給定文本 —
功能:log 日誌收集和分析
流程:1.應用程序產生本地log文件
2.flume監控文件並收集日誌到kafka中
3.spark Structure streaming監聽kafka獲取結構流進行分析,結果輸出到DB
4.頁面通過查詢DB顯示結果
環境搭建:1.flume(apache-flume-1.9.0-bin)
(1)下載壓縮包解壓
(2)修改配置文件(採用spooldir souce ,memory channel,kafka sink)
# define agent
testAgent.sources = testSource
testAgent.channels = testChannel
testAgent.sinks = testSink
# define source
testAgent.sources.testSource.type = spooldir
testAgent.sources.testSource.spoolDir = /bigData/flumeTest
testAgent.sources.testSource.fileHeader = true
#testAgent.sources.testSource.type = TAILDIR
#testAgent.sources.testSource.positionFile = /bigData/flumeTest/taildir_position.json
#testAgent.sources.testSource.filegroups = f1
#testAgent.sources.testSource.filegroups.f1 = /bigData/flumeTest/hello.txt
#testAgent.sources.testSource.headers.f1.headerKey1 = value1
#testAgent.sources.testSource.fileHeader = true
#testAgent.sources.testSource.maxBatchCount = 1000
# define sink
#testAgent.sinks.testSink.type = logger
#testAgent.sinks.testSink.type = file_roll
#testAgent.sinks.testSink.sink.directory = /bigData/sinkTest
testAgent.sinks.testSink.type = org.apache.flume.sink.kafka.KafkaSink
testAgent.sinks.testSink.kafka.topic = test
testAgent.sinks.testSink.kafka.bootstrap.servers = 127.0.0.1:9092
testAgent.sinks.testSink.kafka.flumeBatchSize = 20
testAgent.sinks.testSink.kafka.producer.acks = 1
testAgent.sinks.testSink.kafka.producer.linger.ms = 1
testAgent.sinks.testSink.kafka.producer.compression.type = snappy
# define channel
testAgent.channels.testChannel.type= memory
testAgent.channels.testChannel.capacity=1000
testAgent.channels.testChannel.transactionCapacity=100
#bind source&sink channel
testAgent.sources.testSource.channels = testChannel
testAgent.sinks.testSink.channel = testChannel
2.zookeeper(zookeeper-3.4.5),kafka(kafka_2.12-2.2.0)安裝
(1)下載壓縮包,配置環境變量
3.hadoop(hadoop-2.7.7),spark(spark-2.4.3-bin-hadoop2.7)安裝
(1)下載壓縮包,配置環境變量
測試過程:1.啓動zookeeper
zkserver
2.啓動kafka
.\bin\windows\kafka-server-start.bat .\config\server.properties
3.啓動spark監聽程序
4.啓動flume
bin\flume-ng.cmd agent -n testAgent -c conf -f conf\flume-conf.properties.template -property
"flume.root.logger=INFO,console"

給定記錄 —

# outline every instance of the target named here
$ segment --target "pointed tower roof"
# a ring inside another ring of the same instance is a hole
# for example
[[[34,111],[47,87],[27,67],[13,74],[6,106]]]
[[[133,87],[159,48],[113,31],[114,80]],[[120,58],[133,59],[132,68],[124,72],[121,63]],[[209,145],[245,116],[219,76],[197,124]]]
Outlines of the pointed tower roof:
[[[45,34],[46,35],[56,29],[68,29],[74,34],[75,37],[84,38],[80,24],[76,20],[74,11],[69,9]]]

任務要求 —
給定文本的flume配置中,Kafka sink寫入的是哪個topic? 只憑給定文本作答,不參考記錄。

解答如下 —
test